• TEXT PROVIDED
APARAJITA GHOSH  |  23 OCTUBRE 2021  |  ROUTED Nº17  |  TRADUCIDO DEL INGLÉS POR 
Aparajita Ghosh - Rina Korolkar with mother at Mumbai  Airport migrating to Israel.jpg

Rina Korolkar with her mother at Mumbai Airport, migrating to Israel. Picture provided by the author.

As Maharashtra’s close-knit community of Bene Israeli and Baghdadi Jews permanently plans to migrate to their holy land, the small but visible Jewish diaspora is diminishing gradually in India. An extensive population of 65,000 Jews, which migrated to India, has dwindled over the years.

 

The Bene Israelis, according to different accounts, have been residing in Maharashtra for the past 2,200 years. Their ancestors were shipwrecked at Navgaon in Maharashtra’s Raigad district. The community predominantly lived in the outskirts of Maharashtra and were initiated into the business of oil pressing.

 

Unlike the Bene Israelis, Baghdadi Jews migrated in the eighteenth century, according to historians. The community has Iraqi, Afghani, Arabic, and Persian-speaking Jews who migrated from Iraq, Basra, Mosul, and Syria.

‘My father migrated from Iraq in the early nineteenth century. He eluded oppression, married here and provided jobs to multiple migrating Jews at the chains of Sassoon mills’, said Ellis Jacob, a member of the Baghdadi Jewish community and an official at Magen David Synagogue.

 

The Sassoons, renowned for landmarks erected in Bombay (present-day Mumbai) fled from Baghdad escaping ‘persecution’, participated in the opium trades with China and served the East India Company.

 

They later constructed multiple Jewish schools like Sir Jacob Sassoon, E.E.E. Sassoon, and Sir Elly Kadoorie School in Mumbai where Hebrew is taught to the Jewish children. The community built infrastructures such as David Sassoon Library, the Sassoon Building of the Elphinstone Technical Institute, and Sassoon Docks, and made substantial donations for the construction of the historical Gateway of India in Mumbai.

 

Although the schools provide Hebrew courses, there are no Jewish children left to teach.

• WRITTEN TASKS
**A.** Reproduce the article on India's Jewish community in full, word for word.
**B.** Please give every line of the rows that follow as a JSON list of strings, one string per line, skipping blank lines. Leave the pictures out.
These rows bear no relation to the article on India's Jewish community.

Entries drawn from a collection:

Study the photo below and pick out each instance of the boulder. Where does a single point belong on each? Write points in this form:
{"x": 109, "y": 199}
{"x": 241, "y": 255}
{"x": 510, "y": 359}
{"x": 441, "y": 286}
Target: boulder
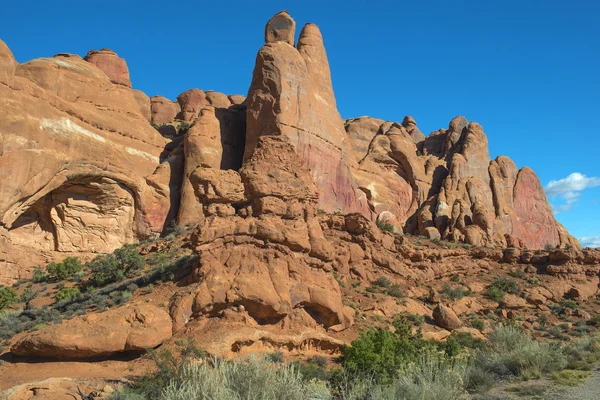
{"x": 163, "y": 110}
{"x": 280, "y": 28}
{"x": 130, "y": 328}
{"x": 291, "y": 95}
{"x": 446, "y": 318}
{"x": 111, "y": 64}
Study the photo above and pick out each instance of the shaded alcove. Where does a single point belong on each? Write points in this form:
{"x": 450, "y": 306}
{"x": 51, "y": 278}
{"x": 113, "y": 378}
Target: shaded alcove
{"x": 91, "y": 214}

• SOLUTIONS TO EACH TASK
**A.**
APARAJITA GHOSH  |  23 OCTUBRE 2021  |  ROUTED Nº17  |  TRADUCIDO DEL INGLÉS POR 
Aparajita Ghosh - Rina Korolkar with mother at Mumbai  Airport migrating to Israel.jpg

Rina Korolkar with her mother at Mumbai Airport, migrating to Israel. Picture provided by the author.

As Maharashtra’s close-knit community of Bene Israeli and Baghdadi Jews permanently plans to migrate to their holy land, the small but visible Jewish diaspora is diminishing gradually in India. An extensive population of 65,000 Jews, which migrated to India, has dwindled over the years.

 

The Bene Israelis, according to different accounts, have been residing in Maharashtra for the past 2,200 years. Their ancestors were shipwrecked at Navgaon in Maharashtra’s Raigad district. The community predominantly lived in the outskirts of Maharashtra and were initiated into the business of oil pressing.

 

Unlike the Bene Israelis, Baghdadi Jews migrated in the eighteenth century, according to historians. The community has Iraqi, Afghani, Arabic, and Persian-speaking Jews who migrated from Iraq, Basra, Mosul, and Syria.

‘My father migrated from Iraq in the early nineteenth century. He eluded oppression, married here and provided jobs to multiple migrating Jews at the chains of Sassoon mills’, said Ellis Jacob, a member of the Baghdadi Jewish community and an official at Magen David Synagogue.

 

The Sassoons, renowned for landmarks erected in Bombay (present-day Mumbai) fled from Baghdad escaping ‘persecution’, participated in the opium trades with China and served the East India Company.

 

They later constructed multiple Jewish schools like Sir Jacob Sassoon, E.E.E. Sassoon, and Sir Elly Kadoorie School in Mumbai where Hebrew is taught to the Jewish children. The community built infrastructures such as David Sassoon Library, the Sassoon Building of the Elphinstone Technical Institute, and Sassoon Docks, and made substantial donations for the construction of the historical Gateway of India in Mumbai.

 

Although the schools provide Hebrew courses, there are no Jewish children left to teach.

**B.**
[
  "Study the photo below and pick out each instance of the boulder. Where does a single point belong on each? Write points in this form:",
  "{\"x\": 109, \"y\": 199}",
  "{\"x\": 241, \"y\": 255}",
  "{\"x\": 510, \"y\": 359}",
  "{\"x\": 441, \"y\": 286}",
  "Target: boulder",
  "{\"x\": 163, \"y\": 110}",
  "{\"x\": 280, \"y\": 28}",
  "{\"x\": 130, \"y\": 328}",
  "{\"x\": 291, \"y\": 95}",
  "{\"x\": 446, \"y\": 318}",
  "{\"x\": 111, \"y\": 64}",
  "Study the photo above and pick out each instance of the shaded alcove. Where does a single point belong on each? Write points in this form:",
  "{\"x\": 450, \"y\": 306}",
  "{\"x\": 51, \"y\": 278}",
  "{\"x\": 113, \"y\": 378}",
  "Target: shaded alcove",
  "{\"x\": 91, \"y\": 214}"
]